# What is being asked
Convert the rows below into a JSON list of strings, from the line containing "the fish fin" through the very last line, both included. Make one string per line and leave out blank lines.

# Entries
────────────────
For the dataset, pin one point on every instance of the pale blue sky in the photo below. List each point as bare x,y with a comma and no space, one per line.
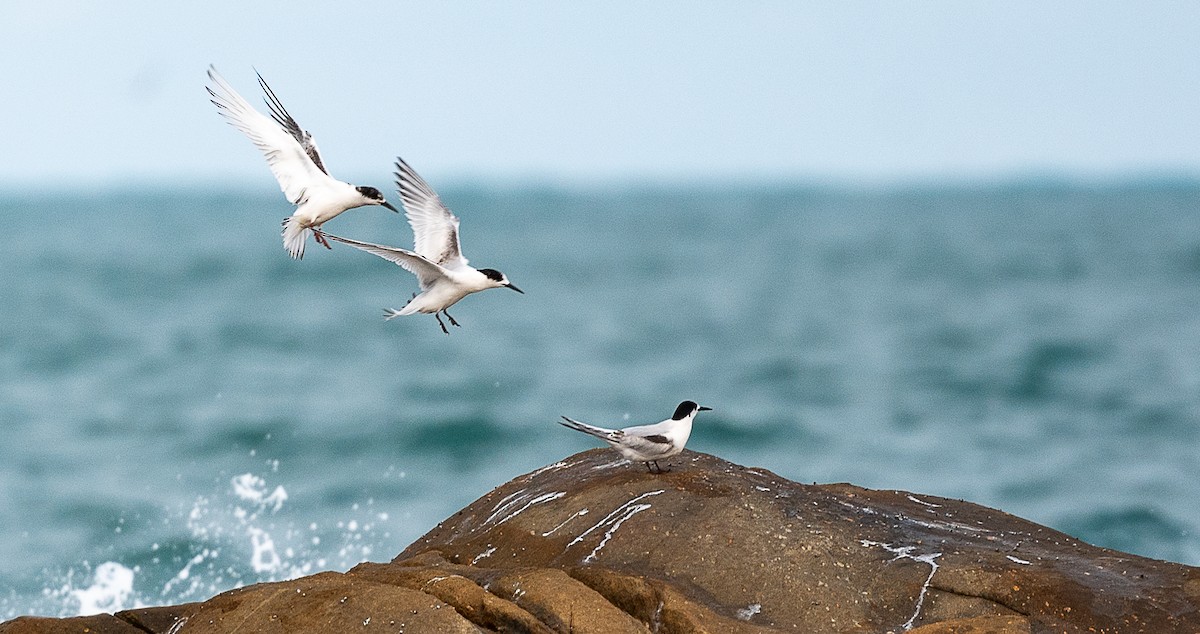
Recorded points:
113,93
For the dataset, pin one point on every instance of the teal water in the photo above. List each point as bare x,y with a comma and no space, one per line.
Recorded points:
185,410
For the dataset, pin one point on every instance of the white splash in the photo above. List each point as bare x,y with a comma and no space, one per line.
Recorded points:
109,592
555,530
748,612
905,552
263,557
253,489
615,520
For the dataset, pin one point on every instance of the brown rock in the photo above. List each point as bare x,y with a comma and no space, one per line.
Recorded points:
598,544
751,546
77,624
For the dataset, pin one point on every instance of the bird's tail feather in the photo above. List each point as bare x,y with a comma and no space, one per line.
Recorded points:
294,237
606,435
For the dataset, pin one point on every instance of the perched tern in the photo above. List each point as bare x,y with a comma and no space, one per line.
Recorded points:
436,259
293,157
647,443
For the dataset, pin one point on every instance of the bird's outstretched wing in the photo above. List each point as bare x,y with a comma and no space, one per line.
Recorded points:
288,123
288,160
435,228
426,271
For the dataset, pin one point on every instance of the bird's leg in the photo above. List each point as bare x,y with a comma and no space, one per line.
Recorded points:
321,238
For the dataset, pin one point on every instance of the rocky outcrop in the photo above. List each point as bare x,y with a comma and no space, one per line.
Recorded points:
595,544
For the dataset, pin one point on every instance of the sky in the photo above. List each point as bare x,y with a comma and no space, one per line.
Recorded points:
112,94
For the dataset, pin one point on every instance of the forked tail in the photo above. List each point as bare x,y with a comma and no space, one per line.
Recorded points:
605,435
294,237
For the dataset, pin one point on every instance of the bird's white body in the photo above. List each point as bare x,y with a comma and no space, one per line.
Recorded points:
295,162
647,443
442,271
447,289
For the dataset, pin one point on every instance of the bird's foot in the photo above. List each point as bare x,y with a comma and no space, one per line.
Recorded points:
657,467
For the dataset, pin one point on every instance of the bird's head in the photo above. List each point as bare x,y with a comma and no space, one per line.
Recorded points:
499,280
688,408
375,196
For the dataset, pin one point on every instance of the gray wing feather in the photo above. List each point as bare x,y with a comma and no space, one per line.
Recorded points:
426,271
435,228
289,124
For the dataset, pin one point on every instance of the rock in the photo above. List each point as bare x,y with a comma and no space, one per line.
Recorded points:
595,544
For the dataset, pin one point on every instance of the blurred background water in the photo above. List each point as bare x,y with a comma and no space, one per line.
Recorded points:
186,410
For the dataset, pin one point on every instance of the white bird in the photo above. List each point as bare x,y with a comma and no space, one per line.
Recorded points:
647,443
293,157
437,262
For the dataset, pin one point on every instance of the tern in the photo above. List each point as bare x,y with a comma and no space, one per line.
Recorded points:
293,157
647,443
436,259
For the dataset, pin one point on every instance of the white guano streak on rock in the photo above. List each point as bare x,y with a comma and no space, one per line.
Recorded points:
511,501
555,530
616,519
538,500
930,504
905,552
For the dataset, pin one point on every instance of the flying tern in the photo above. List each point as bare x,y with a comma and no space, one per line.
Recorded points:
436,259
292,155
647,443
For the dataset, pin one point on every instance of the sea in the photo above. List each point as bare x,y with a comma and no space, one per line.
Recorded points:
185,410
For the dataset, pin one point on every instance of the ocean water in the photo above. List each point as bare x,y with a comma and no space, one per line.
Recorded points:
185,410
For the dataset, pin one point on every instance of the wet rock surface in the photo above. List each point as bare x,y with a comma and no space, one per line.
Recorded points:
595,544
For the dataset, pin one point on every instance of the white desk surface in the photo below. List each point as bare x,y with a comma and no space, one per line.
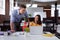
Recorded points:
27,37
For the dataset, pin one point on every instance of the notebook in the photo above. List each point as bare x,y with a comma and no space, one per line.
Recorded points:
36,30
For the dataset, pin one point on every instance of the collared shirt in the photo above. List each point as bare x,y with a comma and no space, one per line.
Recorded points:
16,16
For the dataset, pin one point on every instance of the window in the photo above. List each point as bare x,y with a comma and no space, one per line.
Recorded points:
31,5
2,7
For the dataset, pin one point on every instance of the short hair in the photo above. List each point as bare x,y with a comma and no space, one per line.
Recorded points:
22,6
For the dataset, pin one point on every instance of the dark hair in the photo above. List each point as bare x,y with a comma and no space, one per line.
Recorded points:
22,6
39,20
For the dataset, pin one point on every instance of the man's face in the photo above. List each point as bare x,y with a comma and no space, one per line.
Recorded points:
22,10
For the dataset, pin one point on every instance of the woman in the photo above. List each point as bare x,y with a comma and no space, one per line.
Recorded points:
37,21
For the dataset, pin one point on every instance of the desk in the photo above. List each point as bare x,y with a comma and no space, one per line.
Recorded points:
27,37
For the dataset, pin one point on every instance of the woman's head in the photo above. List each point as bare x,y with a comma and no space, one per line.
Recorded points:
38,19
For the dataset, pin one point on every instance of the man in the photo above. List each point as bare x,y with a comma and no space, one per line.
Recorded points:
16,17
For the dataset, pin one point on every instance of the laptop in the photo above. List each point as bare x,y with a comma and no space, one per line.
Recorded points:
36,30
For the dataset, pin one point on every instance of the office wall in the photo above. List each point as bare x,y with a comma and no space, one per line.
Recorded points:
6,16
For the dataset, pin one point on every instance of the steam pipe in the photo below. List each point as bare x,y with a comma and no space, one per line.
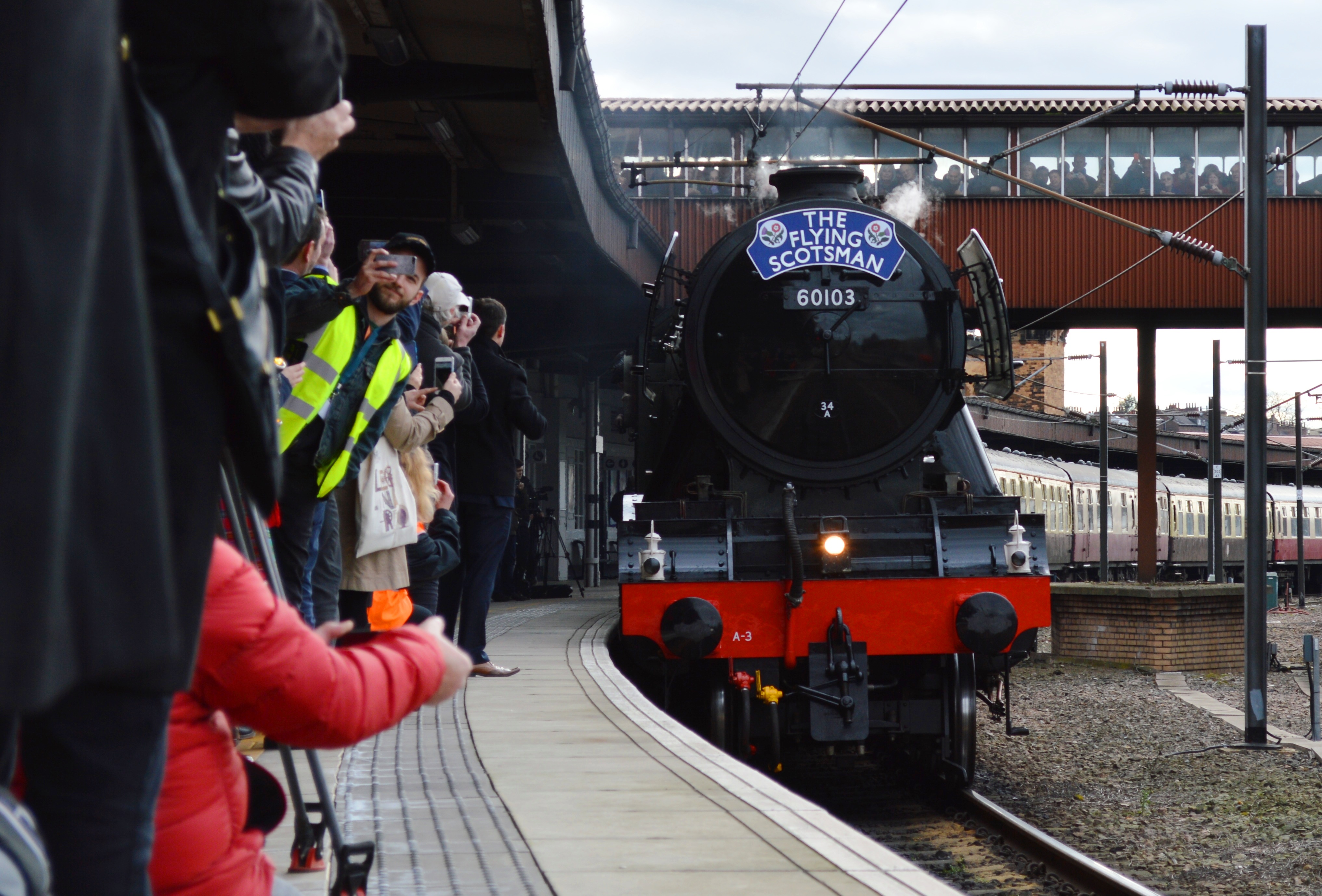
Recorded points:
1053,88
1174,241
796,550
955,157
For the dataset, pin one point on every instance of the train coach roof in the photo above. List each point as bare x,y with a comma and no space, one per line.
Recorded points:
860,106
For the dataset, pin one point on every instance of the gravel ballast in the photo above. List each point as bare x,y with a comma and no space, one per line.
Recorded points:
1098,774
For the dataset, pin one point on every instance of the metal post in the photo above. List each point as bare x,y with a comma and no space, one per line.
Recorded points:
1217,569
1299,499
1255,386
1311,663
1148,529
1103,464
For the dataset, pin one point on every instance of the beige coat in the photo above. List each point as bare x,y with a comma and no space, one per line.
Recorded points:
389,569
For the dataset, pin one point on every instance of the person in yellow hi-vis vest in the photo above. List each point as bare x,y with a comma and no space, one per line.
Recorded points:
355,373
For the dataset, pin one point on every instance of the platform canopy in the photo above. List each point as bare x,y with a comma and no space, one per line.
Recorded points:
481,127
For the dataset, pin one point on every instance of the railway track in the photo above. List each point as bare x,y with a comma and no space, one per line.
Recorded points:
964,838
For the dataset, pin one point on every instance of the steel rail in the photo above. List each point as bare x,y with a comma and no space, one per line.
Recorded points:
745,163
1049,88
1069,864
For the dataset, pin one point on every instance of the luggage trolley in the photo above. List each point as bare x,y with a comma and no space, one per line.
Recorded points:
353,861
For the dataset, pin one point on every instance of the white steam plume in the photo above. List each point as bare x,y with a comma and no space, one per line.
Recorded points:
907,203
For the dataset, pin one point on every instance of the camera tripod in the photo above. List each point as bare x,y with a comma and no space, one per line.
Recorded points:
541,528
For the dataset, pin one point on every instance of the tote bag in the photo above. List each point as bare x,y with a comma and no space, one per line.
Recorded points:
388,513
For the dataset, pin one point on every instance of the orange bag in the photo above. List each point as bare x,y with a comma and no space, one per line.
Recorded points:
389,610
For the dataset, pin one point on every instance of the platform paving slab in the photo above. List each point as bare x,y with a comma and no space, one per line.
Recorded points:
1176,685
618,799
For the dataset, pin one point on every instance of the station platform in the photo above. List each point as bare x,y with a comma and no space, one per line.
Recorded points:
566,780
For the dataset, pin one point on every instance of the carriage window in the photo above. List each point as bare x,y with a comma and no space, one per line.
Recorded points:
1308,164
709,145
890,178
1174,162
983,145
1218,162
946,176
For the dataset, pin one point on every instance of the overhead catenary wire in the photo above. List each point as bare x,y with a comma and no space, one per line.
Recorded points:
866,51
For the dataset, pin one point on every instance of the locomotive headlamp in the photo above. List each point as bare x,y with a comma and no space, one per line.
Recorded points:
835,545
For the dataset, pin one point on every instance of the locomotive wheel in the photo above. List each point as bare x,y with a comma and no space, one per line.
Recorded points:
718,725
962,718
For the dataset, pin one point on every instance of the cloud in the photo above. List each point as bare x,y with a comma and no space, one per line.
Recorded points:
1185,365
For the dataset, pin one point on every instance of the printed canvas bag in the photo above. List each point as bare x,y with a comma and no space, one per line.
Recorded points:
388,513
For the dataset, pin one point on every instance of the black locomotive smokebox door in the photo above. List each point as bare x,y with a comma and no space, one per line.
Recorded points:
828,723
987,623
691,628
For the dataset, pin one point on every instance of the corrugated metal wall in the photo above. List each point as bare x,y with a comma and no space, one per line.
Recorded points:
1050,254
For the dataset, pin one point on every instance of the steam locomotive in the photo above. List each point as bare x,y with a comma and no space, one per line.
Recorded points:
821,558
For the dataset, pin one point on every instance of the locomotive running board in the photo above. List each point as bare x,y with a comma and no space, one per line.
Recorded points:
837,687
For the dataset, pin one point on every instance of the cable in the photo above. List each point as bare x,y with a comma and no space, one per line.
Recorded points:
905,3
820,37
1187,752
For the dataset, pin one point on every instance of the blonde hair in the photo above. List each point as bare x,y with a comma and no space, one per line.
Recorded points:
422,479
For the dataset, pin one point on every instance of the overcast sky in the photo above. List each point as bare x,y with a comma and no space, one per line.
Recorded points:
701,49
685,48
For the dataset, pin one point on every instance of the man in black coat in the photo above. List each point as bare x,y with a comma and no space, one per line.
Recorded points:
486,462
111,471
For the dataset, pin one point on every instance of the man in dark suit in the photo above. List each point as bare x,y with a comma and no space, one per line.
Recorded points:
117,394
486,462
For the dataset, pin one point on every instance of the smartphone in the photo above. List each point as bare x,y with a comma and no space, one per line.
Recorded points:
404,263
441,372
366,247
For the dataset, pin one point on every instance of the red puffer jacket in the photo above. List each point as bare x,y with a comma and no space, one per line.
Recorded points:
260,665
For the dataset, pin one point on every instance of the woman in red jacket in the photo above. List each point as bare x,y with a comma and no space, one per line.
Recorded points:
260,665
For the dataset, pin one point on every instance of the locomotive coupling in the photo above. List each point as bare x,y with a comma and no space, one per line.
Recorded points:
692,628
1019,553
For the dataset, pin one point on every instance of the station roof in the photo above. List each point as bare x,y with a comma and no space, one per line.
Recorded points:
863,106
481,127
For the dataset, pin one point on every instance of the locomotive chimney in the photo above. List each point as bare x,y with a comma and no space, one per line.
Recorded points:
817,183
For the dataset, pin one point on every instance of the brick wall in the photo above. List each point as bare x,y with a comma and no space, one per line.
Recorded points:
1045,392
1177,628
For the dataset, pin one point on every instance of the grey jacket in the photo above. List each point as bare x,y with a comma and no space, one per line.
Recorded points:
278,200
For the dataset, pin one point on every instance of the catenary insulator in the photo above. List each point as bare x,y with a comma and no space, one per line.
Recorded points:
1193,246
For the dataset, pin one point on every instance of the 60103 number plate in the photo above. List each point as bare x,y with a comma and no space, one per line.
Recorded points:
823,290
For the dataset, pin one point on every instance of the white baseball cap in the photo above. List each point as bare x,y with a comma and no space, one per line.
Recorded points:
447,295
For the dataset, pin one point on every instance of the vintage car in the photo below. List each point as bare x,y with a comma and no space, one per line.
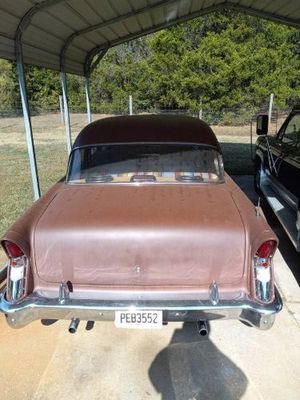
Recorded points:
277,171
146,228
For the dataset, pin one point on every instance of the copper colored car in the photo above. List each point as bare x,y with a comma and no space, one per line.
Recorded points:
146,228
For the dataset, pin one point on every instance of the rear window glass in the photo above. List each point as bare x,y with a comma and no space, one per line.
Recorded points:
119,163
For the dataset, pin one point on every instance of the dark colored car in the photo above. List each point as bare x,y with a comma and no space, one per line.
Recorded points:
147,228
277,171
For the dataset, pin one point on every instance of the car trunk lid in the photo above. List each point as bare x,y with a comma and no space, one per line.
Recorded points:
141,235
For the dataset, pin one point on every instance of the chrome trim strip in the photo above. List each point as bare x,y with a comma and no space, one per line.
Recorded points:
35,307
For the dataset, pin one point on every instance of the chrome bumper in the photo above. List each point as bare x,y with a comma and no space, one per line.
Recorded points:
35,307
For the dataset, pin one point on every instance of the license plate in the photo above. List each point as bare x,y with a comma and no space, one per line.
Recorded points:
138,319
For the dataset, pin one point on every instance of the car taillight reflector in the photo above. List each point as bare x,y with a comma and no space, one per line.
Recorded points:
12,249
16,271
267,249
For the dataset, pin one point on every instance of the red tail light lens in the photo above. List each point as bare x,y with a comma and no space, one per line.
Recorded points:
12,249
267,249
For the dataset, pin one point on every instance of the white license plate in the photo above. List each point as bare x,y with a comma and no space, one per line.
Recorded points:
138,319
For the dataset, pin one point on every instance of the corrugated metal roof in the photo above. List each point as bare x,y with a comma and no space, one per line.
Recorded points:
71,32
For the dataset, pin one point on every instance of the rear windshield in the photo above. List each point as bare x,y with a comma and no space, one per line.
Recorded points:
125,163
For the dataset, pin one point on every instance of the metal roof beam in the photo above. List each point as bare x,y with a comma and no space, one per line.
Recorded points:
27,18
109,22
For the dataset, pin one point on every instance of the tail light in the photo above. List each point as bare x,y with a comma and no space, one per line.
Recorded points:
263,271
16,272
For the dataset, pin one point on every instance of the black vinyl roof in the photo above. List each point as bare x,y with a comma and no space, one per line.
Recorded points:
147,129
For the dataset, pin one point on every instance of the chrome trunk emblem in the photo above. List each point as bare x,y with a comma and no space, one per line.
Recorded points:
214,293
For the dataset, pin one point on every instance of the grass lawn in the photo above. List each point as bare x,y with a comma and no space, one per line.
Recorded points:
51,153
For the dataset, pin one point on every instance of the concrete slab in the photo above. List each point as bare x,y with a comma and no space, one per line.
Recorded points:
235,362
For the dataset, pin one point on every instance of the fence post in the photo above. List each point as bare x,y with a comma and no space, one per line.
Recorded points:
200,109
270,107
130,105
61,108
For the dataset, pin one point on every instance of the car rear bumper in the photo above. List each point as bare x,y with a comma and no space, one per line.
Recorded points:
35,307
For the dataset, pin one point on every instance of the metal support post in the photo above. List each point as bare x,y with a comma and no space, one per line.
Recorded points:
200,109
88,101
63,78
61,109
270,107
130,105
28,129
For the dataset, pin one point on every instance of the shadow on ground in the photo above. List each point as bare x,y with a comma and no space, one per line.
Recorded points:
193,368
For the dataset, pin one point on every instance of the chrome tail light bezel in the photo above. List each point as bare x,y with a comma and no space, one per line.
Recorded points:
18,268
263,271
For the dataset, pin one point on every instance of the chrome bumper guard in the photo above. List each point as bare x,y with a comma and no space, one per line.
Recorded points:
35,307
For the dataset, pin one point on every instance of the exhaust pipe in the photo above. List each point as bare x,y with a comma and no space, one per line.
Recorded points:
74,325
202,328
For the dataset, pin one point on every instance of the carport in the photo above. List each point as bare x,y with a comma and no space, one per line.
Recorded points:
72,36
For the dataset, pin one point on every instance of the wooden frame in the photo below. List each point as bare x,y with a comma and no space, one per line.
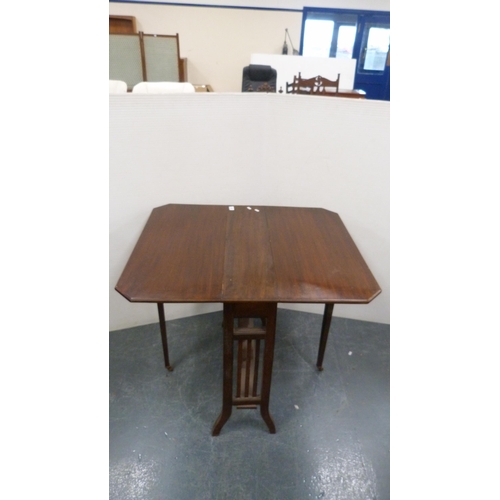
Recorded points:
122,25
150,49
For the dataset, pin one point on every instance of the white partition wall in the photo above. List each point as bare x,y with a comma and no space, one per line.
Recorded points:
249,149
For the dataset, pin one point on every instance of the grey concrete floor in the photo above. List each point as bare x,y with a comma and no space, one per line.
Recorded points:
332,439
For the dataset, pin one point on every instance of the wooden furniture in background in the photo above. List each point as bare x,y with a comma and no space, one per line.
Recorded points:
248,258
319,85
135,58
122,24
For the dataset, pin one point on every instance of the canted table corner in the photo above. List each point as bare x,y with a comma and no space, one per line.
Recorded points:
249,259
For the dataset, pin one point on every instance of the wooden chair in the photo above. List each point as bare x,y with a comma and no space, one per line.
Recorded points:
318,85
327,87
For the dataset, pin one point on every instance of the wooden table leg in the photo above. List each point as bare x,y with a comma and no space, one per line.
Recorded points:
325,328
247,376
163,331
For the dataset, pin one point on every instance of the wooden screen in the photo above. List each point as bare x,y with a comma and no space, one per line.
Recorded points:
162,58
125,59
136,58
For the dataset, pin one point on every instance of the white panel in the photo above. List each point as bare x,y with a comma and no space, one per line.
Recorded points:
249,149
309,67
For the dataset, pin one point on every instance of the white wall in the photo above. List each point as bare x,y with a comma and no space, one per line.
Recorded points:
249,149
218,42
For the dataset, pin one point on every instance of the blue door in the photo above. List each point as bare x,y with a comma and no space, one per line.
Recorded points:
372,51
356,34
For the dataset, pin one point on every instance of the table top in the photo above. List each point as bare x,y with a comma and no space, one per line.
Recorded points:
210,253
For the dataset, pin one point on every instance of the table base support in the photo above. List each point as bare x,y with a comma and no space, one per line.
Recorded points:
325,328
163,331
243,391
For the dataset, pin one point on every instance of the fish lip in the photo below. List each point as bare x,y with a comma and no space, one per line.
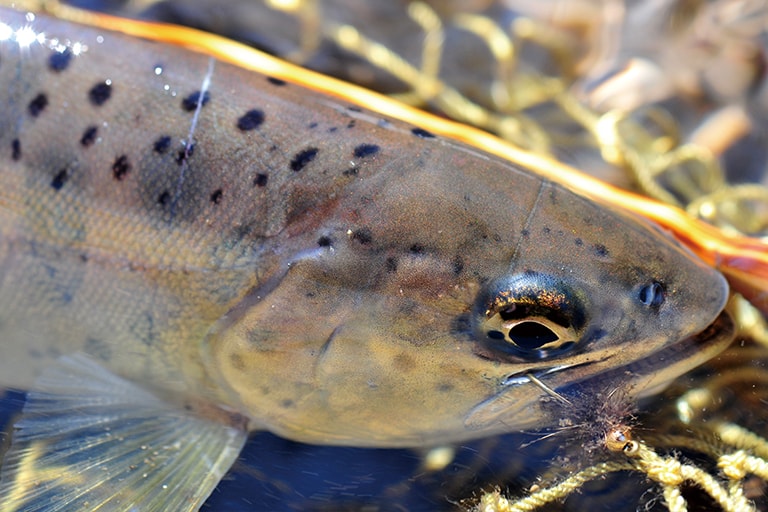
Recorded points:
506,412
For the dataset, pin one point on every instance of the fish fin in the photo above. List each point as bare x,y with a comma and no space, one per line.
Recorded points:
90,440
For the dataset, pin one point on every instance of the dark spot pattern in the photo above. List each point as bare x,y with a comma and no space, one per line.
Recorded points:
────────────────
# Final answer
[
  "For the dataset, pin one point on every instance of the fish fin in the photo above. List each point as bare x,y with a comma and no space, one per line.",
  "Recorded points:",
  "90,440",
  "For the dataset, pin one point on every instance of the dark spot pattern in the photo above. List each point as bare x,y with a comma and no space, one per line.",
  "Recorded points:"
]